Une fois associée à une montre connectée compatible, l'application de Mentore utilise des capteurs pour collecter des données sur la force, la rotation, la vitesse et le mouvement directionnel du bras d'un travailleur lorsqu'il effectue à plusieurs reprises la même tâche. L'algorithme de l'entreprise analyse ensuite ces données pour déterminer si ces mouvements sont sûrs et alerte l'individu s'il s'avère qu'il utilise trop de vitesse ou de force. Selon le rapport et le cofondateur de Mentore, Apoorva Kiran, la montre peut également détecter la déshydratation.
Ces données de surveillance brutes sont ensuite converties en métriques en temps réel qui sont rendues visibles aux superviseurs sur un tableau de bord. Pour le moment, il semble que Mentore prévoit de lutter contre l'incertitude et les problèmes de transparence concernant l'application en permettant aux travailleurs d'accéder à leurs scores de « risque de blessure » actuels ainsi qu'aux historiques, mais il n'est pas clair s'ils peuvent faire quelque chose pour contester les mesures en temps réel sur la montre elle-même. L'application peut également différencier des « mouvements actifs intenses » des « mouvements actifs légers ». Selon le site de Mentore, ce type de données peut « améliorer la productivité, le chiffre d'affaires et la sécurité à grande échelle en temps réel ».
En raison de la rapidité et de la répétitivité du travail, les usines de transformation de la viande comptent parmi les lieux de travail les plus dangereux du pays, les travailleurs souffrant souvent de microtraumatismes répétés entraînant des dommages plus graves, comme des amputations facilement évitables et même des mutilations. Magaly Licolli, directrice exécutive de Venceremos, une organisation à but non lucratif basée dans l'Arkansas qui soutient les travailleurs de l'industrie de la volaille, déclare que bon nombre de leurs membres qui ont été employés ou ont travaillé pour Tyson Foods ne connaissent que trop bien les dangers qui accompagnent les demandes de productivité accrue.

_ _ _ _ _ _ _

§ **ÉNONCÉ 1**
Répondez aux questions suivantes à partir de l'extrait choisi :
(a) Outre les mouvements du bras, quel état la montre peut-elle également détecter ?
(b) Sur quel support les métriques en temps réel sont-elles rendues visibles aux superviseurs ?
(c) Dans quel État l'organisation Venceremos est-elle basée ?
§ **ÉNONCÉ 2**
Modifiez le passage de l'extrait choisi qui commence par « Une fois associée » et se termine par « détecter la déshydratation. », en remplaçant « une montre connectée » par « un bracelet connecté ».

§ **Enregistrements issus d'une collecte de données**
_ _ _ _ _ _ _

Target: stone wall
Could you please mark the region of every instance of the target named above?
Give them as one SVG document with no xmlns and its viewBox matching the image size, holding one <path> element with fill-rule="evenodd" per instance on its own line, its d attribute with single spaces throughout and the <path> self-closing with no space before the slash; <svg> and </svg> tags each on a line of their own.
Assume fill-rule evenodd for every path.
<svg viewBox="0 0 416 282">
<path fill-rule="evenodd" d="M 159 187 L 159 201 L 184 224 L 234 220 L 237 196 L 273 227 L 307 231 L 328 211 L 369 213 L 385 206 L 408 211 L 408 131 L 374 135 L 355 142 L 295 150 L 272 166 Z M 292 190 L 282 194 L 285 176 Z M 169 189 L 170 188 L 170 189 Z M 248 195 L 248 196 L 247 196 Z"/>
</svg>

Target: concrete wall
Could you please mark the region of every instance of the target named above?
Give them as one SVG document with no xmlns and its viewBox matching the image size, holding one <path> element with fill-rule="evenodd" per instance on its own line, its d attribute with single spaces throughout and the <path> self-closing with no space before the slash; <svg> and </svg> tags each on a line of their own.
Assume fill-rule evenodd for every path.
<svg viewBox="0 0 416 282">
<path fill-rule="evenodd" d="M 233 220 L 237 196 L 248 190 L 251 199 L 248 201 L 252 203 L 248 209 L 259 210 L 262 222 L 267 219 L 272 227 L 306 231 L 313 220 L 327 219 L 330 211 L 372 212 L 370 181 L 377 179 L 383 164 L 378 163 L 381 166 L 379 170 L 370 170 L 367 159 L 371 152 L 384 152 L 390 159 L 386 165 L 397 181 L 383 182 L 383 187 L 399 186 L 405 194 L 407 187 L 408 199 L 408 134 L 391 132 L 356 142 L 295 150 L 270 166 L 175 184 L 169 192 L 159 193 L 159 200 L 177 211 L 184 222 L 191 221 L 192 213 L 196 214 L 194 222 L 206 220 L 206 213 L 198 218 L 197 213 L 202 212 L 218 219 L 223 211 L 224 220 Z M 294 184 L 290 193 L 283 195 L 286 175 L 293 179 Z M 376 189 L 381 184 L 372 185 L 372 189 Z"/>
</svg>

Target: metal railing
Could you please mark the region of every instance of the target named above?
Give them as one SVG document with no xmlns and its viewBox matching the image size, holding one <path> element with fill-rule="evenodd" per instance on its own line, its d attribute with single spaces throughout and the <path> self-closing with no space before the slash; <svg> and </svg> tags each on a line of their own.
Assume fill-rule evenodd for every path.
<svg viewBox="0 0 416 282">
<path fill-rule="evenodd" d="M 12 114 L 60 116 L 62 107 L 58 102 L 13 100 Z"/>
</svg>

_ _ _ _ _ _ _

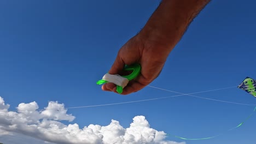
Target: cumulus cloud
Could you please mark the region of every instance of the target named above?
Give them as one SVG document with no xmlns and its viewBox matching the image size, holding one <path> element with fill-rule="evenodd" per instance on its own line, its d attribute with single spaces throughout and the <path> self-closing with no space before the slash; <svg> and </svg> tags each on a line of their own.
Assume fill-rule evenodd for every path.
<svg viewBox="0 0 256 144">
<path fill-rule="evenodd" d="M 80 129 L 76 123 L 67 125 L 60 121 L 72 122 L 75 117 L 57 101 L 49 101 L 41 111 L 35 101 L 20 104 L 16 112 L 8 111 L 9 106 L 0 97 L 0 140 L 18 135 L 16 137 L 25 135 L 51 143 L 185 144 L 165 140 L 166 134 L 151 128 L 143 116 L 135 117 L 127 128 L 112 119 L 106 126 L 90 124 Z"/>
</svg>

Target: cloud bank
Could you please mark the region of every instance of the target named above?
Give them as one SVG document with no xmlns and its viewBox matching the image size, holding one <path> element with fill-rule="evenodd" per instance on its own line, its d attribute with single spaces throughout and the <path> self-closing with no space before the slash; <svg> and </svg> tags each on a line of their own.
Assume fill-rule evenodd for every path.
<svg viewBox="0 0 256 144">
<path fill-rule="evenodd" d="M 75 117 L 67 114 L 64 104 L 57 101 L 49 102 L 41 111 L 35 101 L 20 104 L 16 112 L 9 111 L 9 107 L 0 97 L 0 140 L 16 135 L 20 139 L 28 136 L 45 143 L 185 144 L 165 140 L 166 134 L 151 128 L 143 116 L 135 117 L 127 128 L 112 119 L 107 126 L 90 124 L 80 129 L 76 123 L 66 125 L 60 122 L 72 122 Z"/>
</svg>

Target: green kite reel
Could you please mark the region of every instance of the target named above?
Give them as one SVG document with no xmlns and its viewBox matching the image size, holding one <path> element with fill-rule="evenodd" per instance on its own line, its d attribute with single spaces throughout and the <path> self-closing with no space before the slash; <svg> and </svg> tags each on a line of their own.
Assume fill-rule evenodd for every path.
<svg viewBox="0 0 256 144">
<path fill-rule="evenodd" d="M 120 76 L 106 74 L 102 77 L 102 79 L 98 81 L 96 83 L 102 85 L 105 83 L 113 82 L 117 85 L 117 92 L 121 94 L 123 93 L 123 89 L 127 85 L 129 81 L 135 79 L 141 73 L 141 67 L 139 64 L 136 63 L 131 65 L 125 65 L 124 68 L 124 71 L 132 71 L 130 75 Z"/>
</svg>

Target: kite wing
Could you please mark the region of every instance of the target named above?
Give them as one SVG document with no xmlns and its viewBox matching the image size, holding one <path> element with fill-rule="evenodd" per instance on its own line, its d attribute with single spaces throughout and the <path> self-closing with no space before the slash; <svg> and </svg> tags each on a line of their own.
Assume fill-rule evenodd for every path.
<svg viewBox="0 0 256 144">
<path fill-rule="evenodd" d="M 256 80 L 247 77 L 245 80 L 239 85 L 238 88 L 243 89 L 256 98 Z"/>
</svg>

_ _ _ _ _ _ _

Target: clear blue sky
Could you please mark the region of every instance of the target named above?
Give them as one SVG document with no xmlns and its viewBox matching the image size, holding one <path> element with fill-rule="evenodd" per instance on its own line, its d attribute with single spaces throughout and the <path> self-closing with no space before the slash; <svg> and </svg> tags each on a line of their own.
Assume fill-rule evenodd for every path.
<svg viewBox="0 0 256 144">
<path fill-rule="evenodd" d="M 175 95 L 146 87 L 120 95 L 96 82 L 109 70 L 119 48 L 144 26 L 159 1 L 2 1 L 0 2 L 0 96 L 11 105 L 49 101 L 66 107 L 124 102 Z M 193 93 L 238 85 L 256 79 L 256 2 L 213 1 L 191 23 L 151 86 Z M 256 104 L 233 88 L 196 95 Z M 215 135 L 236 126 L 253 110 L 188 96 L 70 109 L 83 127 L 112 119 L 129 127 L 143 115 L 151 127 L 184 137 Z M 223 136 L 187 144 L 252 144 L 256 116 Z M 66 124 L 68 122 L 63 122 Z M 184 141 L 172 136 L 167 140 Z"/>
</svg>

_ _ _ _ _ _ _

§ **CORRIGÉ 1**
(a) La déshydratation.
(b) Sur un tableau de bord.
(c) Dans l'Arkansas.

§ **CORRIGÉ 2**
Une fois associée à un bracelet connecté compatible, l'application de Mentore utilise des capteurs pour collecter des données sur la force, la rotation, la vitesse et le mouvement directionnel du bras d'un travailleur lorsqu'il effectue à plusieurs reprises la même tâche. L'algorithme de l'entreprise analyse ensuite ces données pour déterminer si ces mouvements sont sûrs et alerte l'individu s'il s'avère qu'il utilise trop de vitesse ou de force. Selon le rapport et le cofondateur de Mentore, Apoorva Kiran, la montre peut également détecter la déshydratation.